■ **Task directions**:
Copy the listing below line for line, leaving out the pictures.

■ **Exercise inputs**:
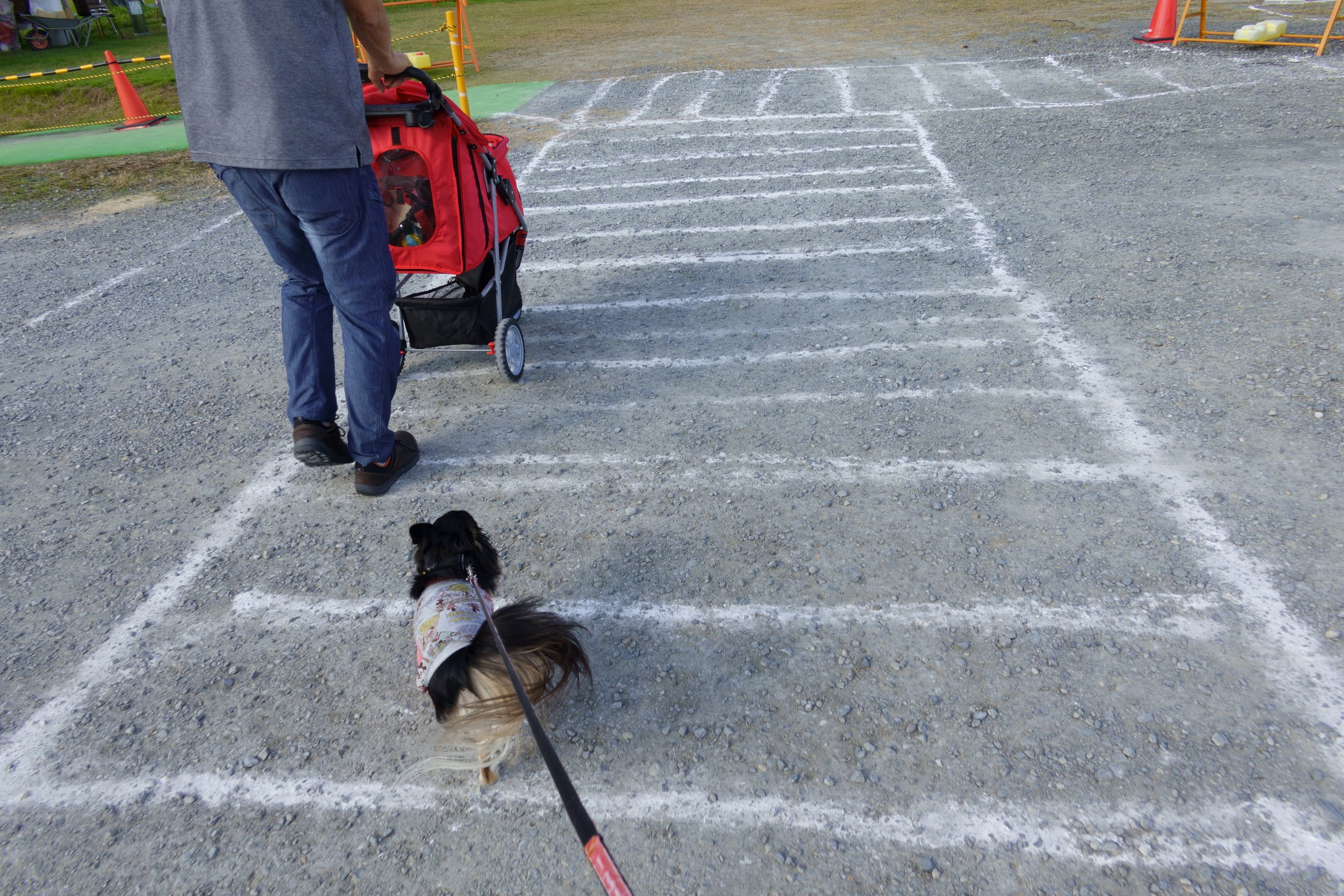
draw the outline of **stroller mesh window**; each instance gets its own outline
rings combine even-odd
[[[374,160],[374,173],[383,193],[387,243],[423,246],[434,235],[434,199],[425,160],[410,149],[388,149]]]

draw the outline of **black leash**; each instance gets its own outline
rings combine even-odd
[[[472,567],[466,567],[466,580],[477,596],[485,594],[476,580],[476,570]],[[551,780],[555,782],[555,790],[560,794],[560,802],[570,817],[570,823],[574,825],[574,833],[579,836],[579,842],[583,844],[583,852],[587,854],[589,864],[597,873],[597,879],[602,883],[602,888],[607,892],[607,896],[633,896],[625,883],[625,877],[621,876],[621,869],[616,866],[612,854],[606,852],[606,844],[602,842],[602,834],[597,833],[593,817],[587,814],[583,801],[579,799],[578,791],[574,790],[574,783],[570,780],[569,772],[564,771],[560,758],[555,754],[555,747],[551,744],[546,728],[542,727],[542,720],[536,717],[536,708],[528,700],[527,690],[523,689],[523,681],[517,677],[517,670],[513,668],[513,661],[509,660],[508,650],[504,649],[504,639],[500,638],[500,630],[495,627],[495,613],[491,610],[489,600],[482,599],[481,606],[485,609],[485,622],[491,626],[491,634],[495,635],[495,649],[499,650],[500,658],[504,660],[509,681],[513,682],[513,693],[517,695],[517,701],[523,705],[523,715],[527,716],[527,725],[532,729],[532,737],[536,739],[536,748],[540,751],[542,759],[546,760],[546,767],[551,772]]]

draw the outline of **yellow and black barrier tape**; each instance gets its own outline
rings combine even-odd
[[[172,62],[172,56],[167,52],[159,56],[132,56],[130,59],[113,59],[112,62],[116,62],[120,66],[128,66],[133,62],[159,62],[160,59],[163,59],[164,62]],[[103,66],[110,66],[112,62],[86,62],[82,66],[73,66],[67,69],[52,69],[50,71],[30,71],[22,75],[3,75],[0,77],[0,81],[19,81],[20,78],[46,78],[48,75],[65,75],[70,74],[71,71],[87,71],[89,69],[102,69]]]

■ **Worked answer**:
draw the outline of **stroller mesh window**; each instance gets its own outline
rings combine even-odd
[[[374,160],[374,173],[383,193],[387,243],[423,246],[434,235],[434,199],[425,160],[410,149],[388,149]]]

draw the outline of **black leash**; each instance gets its own outline
rings combine even-odd
[[[472,567],[466,567],[466,580],[477,596],[485,594],[476,580],[476,570]],[[551,780],[555,782],[555,790],[560,794],[560,802],[570,817],[570,823],[574,825],[574,833],[579,836],[579,842],[583,844],[583,852],[587,854],[589,864],[597,873],[597,879],[602,883],[602,888],[607,892],[607,896],[633,896],[625,883],[625,877],[621,876],[621,869],[616,866],[612,854],[606,852],[606,844],[602,842],[602,834],[597,833],[593,817],[587,814],[583,801],[579,799],[578,791],[574,790],[574,783],[570,780],[569,772],[564,771],[560,758],[555,754],[555,747],[551,744],[546,728],[542,727],[542,720],[536,717],[536,708],[528,700],[527,690],[523,689],[523,681],[517,677],[517,670],[513,668],[513,661],[509,660],[508,650],[504,649],[504,639],[500,638],[500,630],[495,627],[495,613],[491,610],[489,600],[482,599],[481,606],[485,609],[485,622],[491,626],[491,634],[495,635],[495,649],[499,650],[500,658],[504,660],[509,681],[513,682],[513,693],[517,695],[517,701],[523,705],[523,715],[527,716],[527,725],[532,729],[532,737],[536,739],[536,748],[540,751],[542,759],[546,760],[546,767],[551,772]]]

draw the outline of **yellow and black barrier tape**; each instance gets its own outline
rings combine even-odd
[[[172,62],[172,56],[167,52],[159,56],[132,56],[130,59],[113,59],[112,62],[116,62],[120,66],[128,66],[133,62],[159,62],[160,59],[163,59],[164,62]],[[103,66],[110,66],[112,62],[86,62],[82,66],[73,66],[67,69],[52,69],[50,71],[30,71],[22,75],[3,75],[0,77],[0,81],[19,81],[20,78],[46,78],[48,75],[65,75],[70,74],[71,71],[87,71],[89,69],[102,69]]]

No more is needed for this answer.